Consigne
Extrais du matériel ci-dessous toutes les lignes qui contiennent la chaîne "query".
——
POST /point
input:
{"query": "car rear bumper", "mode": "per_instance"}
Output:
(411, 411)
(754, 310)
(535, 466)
——
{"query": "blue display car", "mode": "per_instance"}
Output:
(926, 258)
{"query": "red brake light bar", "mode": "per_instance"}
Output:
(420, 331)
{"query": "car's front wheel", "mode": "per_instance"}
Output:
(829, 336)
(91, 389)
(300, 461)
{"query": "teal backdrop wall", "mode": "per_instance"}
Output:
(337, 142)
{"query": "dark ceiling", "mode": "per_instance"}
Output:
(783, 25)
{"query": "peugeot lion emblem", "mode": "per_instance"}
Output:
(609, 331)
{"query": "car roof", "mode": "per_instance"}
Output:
——
Réponse attendue
{"query": "car rear bumper", "mode": "per_instance"}
{"query": "blue display car", "mode": "per_instance"}
{"query": "red brake light bar", "mode": "per_instance"}
{"query": "car's front wheel", "mode": "per_instance"}
{"query": "teal backdrop wall", "mode": "per_instance"}
{"query": "dark ceiling", "mode": "per_instance"}
{"query": "peugeot lion emblem", "mode": "per_instance"}
{"query": "car roof", "mode": "per_instance"}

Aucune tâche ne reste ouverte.